* YOUR INSTRUCTIONS: Report every line in the records below that contains the word "tree", copying each such line in full. Case counts, so match only that exact capitalization.

* EXCERPTED DATA:
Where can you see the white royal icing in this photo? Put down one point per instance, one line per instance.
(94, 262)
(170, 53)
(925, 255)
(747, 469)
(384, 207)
--
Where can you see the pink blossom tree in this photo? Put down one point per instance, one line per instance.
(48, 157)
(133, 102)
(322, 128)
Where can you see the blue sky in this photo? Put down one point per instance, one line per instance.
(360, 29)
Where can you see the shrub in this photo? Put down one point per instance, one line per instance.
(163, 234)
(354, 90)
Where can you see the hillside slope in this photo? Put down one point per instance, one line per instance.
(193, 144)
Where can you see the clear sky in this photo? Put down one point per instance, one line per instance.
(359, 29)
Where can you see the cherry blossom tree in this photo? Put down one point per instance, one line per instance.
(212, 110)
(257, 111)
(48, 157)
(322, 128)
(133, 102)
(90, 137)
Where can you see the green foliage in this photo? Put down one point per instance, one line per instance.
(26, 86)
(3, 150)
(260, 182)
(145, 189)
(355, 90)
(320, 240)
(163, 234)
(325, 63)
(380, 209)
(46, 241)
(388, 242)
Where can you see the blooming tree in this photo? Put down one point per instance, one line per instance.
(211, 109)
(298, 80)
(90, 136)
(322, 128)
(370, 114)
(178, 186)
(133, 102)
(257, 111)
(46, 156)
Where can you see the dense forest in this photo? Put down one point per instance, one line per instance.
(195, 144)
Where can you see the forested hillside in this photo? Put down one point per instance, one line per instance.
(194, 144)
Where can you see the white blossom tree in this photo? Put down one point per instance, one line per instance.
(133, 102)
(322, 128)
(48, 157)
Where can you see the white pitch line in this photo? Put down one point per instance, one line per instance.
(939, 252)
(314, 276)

* COMPLETED TASK:
Where can you see the pink blossom tree in this photo? Put down one point per instance, one line per instance.
Where can you see the cherry blossom tree in this photo? Put down one point per instance, one line per instance.
Where can you see the blooming tree in this photo? Put down one point per instance, one line per instance.
Where can you see the white blossom tree in this photo? Put down one point per instance, one line per instance.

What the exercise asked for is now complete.